◆ **Given records**:
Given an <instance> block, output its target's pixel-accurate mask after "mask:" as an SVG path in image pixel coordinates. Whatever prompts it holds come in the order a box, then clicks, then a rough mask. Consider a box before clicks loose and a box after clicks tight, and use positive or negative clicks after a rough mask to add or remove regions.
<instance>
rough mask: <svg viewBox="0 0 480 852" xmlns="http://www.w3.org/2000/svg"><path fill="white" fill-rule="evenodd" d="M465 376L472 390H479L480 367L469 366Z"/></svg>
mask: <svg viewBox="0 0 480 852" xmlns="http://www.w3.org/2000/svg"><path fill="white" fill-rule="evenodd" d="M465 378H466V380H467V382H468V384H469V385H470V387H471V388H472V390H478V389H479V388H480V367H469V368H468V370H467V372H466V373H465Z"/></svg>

==

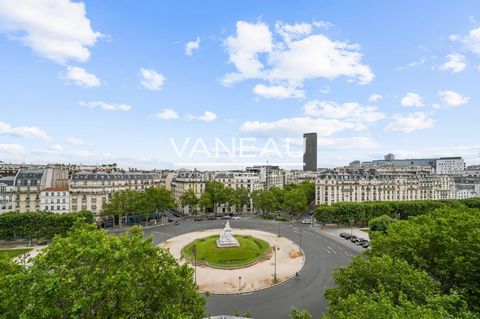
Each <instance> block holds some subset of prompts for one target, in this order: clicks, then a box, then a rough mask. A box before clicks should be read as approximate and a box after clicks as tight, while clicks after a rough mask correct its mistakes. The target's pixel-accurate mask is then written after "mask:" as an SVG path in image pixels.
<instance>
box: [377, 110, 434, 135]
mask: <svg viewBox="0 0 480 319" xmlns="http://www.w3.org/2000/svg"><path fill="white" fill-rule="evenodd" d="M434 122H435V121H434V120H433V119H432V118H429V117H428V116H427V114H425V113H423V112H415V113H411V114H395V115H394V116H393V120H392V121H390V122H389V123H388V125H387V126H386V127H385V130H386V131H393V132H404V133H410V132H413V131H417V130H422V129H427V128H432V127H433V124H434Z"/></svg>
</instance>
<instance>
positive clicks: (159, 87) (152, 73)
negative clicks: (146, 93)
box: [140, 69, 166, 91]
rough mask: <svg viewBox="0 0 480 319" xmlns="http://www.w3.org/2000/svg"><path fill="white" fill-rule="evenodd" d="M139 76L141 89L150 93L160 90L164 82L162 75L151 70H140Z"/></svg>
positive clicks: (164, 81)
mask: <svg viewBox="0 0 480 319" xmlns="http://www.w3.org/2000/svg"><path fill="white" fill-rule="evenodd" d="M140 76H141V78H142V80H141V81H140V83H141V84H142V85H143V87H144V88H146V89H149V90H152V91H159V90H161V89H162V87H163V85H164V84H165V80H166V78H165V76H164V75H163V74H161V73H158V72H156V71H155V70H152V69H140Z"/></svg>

◆ **Try it**:
A line belongs in the answer if it contains the word "negative"; copy every such line from the data above.

◆ **Written solution**:
Given an <instance> block, output its target's pixel-accurate mask after "mask:" as an SVG path in image pixel coordinates. Whatever prompts it holds come in the order a box, then clicks, then a rough mask. Consider a box before clicks loose and a box after clicks tight, and use positive or negative clicks after a rough mask to add or remove regions.
negative clicks: (146, 93)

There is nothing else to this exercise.